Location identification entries
>> Start

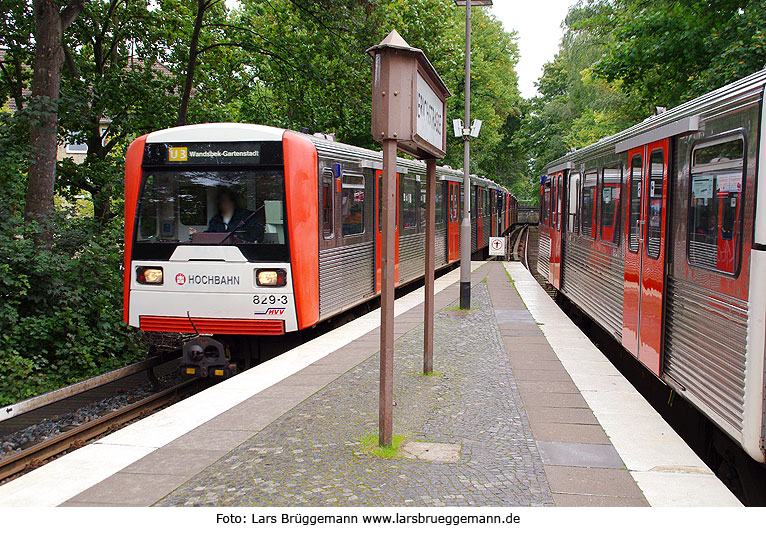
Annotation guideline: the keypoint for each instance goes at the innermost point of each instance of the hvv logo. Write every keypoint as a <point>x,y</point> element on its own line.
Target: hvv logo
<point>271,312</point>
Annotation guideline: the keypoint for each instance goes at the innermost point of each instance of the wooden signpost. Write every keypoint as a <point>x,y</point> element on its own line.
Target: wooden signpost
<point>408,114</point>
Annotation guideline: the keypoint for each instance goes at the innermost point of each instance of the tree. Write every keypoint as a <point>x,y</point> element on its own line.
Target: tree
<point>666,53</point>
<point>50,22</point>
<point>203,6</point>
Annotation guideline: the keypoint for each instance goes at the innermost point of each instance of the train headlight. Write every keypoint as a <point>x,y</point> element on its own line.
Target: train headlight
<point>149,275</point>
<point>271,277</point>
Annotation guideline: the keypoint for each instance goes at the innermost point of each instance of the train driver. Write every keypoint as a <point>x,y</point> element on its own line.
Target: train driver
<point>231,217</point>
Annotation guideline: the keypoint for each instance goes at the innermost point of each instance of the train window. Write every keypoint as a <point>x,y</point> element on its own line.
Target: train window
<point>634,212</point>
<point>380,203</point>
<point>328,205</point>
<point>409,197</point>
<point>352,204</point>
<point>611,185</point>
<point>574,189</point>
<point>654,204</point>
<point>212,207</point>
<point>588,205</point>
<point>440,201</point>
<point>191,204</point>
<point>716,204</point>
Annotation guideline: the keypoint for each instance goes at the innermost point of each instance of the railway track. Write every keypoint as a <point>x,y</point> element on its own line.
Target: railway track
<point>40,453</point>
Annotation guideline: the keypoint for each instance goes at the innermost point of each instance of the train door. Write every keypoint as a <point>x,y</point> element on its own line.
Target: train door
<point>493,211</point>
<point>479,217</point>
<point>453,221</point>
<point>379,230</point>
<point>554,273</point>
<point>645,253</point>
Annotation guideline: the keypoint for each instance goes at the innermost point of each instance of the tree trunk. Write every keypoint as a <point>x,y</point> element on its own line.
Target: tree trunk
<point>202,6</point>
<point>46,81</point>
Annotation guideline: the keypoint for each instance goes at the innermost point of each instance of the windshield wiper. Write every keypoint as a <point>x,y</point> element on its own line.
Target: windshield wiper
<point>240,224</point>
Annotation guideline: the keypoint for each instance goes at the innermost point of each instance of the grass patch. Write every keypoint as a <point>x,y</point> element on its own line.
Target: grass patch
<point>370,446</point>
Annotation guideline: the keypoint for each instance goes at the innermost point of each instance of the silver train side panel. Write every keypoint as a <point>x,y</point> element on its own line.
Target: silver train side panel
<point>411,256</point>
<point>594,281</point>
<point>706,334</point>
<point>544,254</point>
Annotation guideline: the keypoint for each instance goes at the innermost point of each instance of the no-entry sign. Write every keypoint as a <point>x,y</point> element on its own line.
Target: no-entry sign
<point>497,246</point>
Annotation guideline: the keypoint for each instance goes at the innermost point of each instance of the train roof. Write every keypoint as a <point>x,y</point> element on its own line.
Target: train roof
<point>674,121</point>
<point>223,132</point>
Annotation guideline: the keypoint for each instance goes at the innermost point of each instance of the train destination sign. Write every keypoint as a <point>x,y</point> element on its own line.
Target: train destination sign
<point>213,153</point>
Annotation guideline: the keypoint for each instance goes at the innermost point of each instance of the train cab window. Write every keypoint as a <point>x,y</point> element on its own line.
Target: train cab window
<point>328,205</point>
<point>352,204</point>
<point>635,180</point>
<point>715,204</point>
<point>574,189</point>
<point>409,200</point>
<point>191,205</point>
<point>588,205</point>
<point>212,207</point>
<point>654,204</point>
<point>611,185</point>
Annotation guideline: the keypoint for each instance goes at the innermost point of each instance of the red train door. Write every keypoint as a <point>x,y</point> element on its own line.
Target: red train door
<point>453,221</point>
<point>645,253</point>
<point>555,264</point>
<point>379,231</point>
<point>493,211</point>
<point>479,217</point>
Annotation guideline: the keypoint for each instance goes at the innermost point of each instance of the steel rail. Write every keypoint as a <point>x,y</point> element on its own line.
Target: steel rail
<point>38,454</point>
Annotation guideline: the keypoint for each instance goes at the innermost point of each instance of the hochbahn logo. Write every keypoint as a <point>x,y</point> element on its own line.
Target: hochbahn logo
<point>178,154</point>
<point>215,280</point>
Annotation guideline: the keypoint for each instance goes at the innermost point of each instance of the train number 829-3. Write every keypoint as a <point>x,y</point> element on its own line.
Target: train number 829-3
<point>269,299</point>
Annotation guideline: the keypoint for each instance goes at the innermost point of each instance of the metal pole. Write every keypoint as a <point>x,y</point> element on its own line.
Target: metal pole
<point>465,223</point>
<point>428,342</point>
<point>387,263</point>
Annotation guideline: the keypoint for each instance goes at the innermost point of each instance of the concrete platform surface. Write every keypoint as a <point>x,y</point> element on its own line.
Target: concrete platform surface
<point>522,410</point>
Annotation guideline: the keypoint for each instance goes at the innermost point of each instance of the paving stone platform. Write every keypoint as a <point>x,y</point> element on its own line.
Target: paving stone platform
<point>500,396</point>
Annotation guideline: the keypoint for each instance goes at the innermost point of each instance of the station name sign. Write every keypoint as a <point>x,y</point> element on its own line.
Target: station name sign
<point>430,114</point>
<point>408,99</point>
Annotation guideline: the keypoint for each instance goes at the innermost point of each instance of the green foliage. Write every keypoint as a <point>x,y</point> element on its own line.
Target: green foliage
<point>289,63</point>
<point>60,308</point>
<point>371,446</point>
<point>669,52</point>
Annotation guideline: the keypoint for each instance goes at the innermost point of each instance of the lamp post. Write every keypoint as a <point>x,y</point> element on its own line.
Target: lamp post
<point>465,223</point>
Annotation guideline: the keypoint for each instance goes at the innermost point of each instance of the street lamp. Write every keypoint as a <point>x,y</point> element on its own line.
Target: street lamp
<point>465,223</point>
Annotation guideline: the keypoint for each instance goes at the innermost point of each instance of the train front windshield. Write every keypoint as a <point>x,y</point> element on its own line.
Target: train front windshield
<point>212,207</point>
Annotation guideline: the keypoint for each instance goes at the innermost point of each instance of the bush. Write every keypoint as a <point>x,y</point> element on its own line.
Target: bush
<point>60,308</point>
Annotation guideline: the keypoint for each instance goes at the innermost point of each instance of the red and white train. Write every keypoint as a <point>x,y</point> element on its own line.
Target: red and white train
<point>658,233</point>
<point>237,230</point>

>> End
>> Start

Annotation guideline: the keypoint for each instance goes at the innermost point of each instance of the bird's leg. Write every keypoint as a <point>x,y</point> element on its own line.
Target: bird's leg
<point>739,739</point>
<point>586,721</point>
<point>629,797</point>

>> End

Short task: Can you retype, character for character, the lines beginning with the one containing "the hvv logo." and ending with the one containing "<point>231,217</point>", including both of those?

Task result:
Annotation guideline: the keypoint for each instance goes at the innermost point of each instance of the hvv logo. Write every keypoint as a <point>x,y</point> element on its own line.
Target: hvv logo
<point>271,312</point>
Annotation guideline: the keypoint for each instance goes at the innermost point of each instance of the wooden signpost. Write every keypoint as a <point>x,y</point> element on its own line.
Target: wooden signpost
<point>408,114</point>
Annotation guideline: the keypoint for each instance goes at the innermost point of each instance of the tree. Write every keypoint as a <point>x,y</point> element on its own line.
Target: tree
<point>666,53</point>
<point>50,22</point>
<point>203,6</point>
Annotation guideline: the keypoint for each instance goes at the innermost point of each instance of the train headlight. Write every keypoint as a <point>x,y</point> element on its own line.
Target: train headlight
<point>149,275</point>
<point>271,277</point>
Annotation guideline: the keypoint for each instance goes at the innermost point of each instance of the train driver. Write every keypoint as a <point>x,y</point> element on its own line.
Target: train driver
<point>231,217</point>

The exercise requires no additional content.